===== Stored data

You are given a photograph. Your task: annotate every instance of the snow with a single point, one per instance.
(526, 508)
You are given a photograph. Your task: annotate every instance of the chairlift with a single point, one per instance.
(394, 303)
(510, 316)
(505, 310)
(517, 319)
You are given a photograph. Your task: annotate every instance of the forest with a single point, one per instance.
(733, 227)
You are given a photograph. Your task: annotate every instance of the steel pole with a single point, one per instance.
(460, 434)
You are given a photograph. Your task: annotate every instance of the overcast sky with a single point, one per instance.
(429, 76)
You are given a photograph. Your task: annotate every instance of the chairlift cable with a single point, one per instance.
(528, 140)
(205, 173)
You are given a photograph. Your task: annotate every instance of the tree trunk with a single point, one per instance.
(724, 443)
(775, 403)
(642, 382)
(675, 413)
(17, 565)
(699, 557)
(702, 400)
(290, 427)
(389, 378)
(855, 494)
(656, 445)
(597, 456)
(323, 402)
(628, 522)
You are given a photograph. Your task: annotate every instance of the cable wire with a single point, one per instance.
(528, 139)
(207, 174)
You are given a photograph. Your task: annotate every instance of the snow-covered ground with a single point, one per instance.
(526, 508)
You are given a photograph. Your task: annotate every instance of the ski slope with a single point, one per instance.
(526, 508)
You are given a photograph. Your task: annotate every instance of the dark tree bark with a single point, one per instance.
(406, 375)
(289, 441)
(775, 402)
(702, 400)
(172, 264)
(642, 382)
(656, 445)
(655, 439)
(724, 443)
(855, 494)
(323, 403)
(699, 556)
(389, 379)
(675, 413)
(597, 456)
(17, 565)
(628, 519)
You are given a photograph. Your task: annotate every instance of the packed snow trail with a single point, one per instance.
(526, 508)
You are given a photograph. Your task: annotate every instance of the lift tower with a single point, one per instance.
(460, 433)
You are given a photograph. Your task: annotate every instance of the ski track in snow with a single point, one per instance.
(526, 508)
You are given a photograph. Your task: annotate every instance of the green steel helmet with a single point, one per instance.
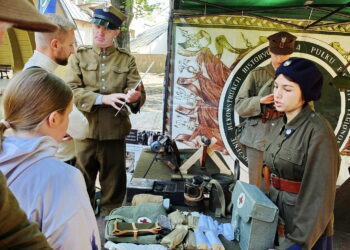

==========

Pick out every line in the records above that contains the word "chairlift" and copy each one. Case counts.

You are given a photograph. Your task: annotate every instance of the chairlift with a single point, one per instance.
You are given a photograph. Your task: annotate every instance of the chairlift cable with a single point, one per instance.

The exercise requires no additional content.